Please rewrite the lines from the line with "Compliance review item #7: evidence of sun is" up to and including the line with "[27, 141, 76, 174]", keeping each line in place and shifting every bounding-box coordinate by adding 128 to it. Leave everything outside the coordinates unchanged.

# RECORD EXCERPTS start

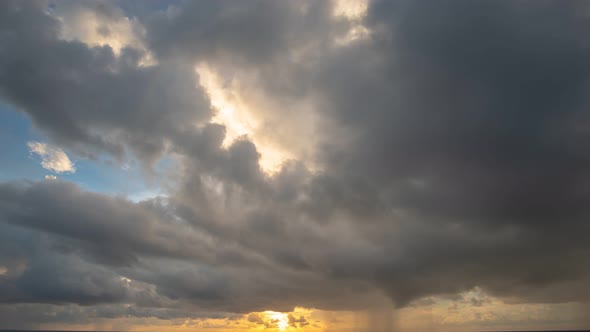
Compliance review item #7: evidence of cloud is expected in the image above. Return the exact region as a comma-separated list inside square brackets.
[0, 1, 590, 326]
[27, 141, 76, 172]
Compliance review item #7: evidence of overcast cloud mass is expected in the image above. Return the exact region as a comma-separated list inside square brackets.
[0, 0, 590, 331]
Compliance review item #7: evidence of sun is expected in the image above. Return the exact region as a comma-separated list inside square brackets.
[264, 311, 289, 331]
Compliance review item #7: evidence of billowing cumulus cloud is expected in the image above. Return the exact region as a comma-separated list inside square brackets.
[0, 1, 590, 331]
[27, 141, 76, 173]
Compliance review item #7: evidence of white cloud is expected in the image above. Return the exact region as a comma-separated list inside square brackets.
[27, 141, 76, 174]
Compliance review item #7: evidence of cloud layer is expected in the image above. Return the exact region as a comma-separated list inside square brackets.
[0, 1, 590, 327]
[27, 141, 76, 173]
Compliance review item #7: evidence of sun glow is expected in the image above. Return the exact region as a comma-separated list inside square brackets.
[264, 311, 289, 331]
[195, 64, 290, 174]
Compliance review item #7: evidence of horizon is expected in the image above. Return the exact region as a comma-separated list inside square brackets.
[0, 0, 590, 332]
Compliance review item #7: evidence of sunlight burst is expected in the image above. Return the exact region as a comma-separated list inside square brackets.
[264, 311, 289, 331]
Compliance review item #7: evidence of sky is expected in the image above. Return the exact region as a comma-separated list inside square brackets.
[0, 0, 590, 332]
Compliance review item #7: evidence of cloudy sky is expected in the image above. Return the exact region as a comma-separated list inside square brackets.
[0, 0, 590, 332]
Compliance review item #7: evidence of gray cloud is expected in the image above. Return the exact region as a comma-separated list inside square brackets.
[0, 1, 590, 326]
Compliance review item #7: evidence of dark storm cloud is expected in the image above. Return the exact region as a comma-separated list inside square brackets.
[0, 1, 590, 326]
[0, 1, 211, 160]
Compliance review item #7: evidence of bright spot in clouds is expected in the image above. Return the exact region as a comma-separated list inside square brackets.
[27, 141, 76, 173]
[264, 311, 289, 331]
[195, 64, 291, 173]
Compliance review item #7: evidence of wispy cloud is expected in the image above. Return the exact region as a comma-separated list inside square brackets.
[27, 141, 76, 173]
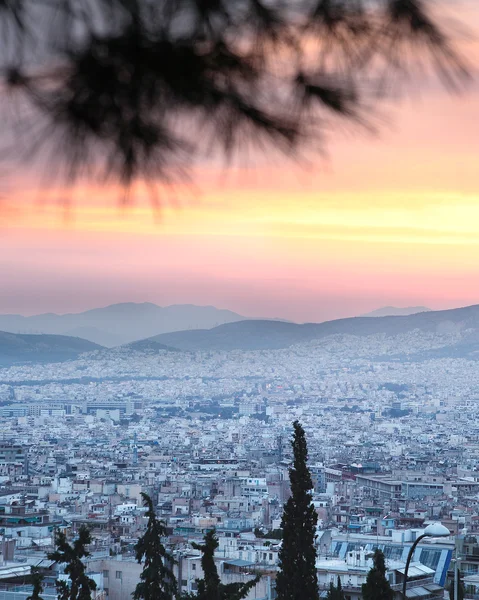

# RECORD EXCERPTS end

WRITTEN REPLY
Compliance review item #7: evidence of sun is expected in the image above. Return the exact region as a comma-separated list inside square brackets.
[392, 439, 417, 459]
Compliance review item #7: evidence of billowing cumulus cloud is expected in the image above. Return the exact region as a comma-separated list inside square brackets.
[128, 129, 718, 459]
[155, 269, 204, 301]
Compliance review item #7: evidence of white cloud is expected in the image above. Return the exact region as a comma-separated list inside square brackets.
[155, 269, 204, 302]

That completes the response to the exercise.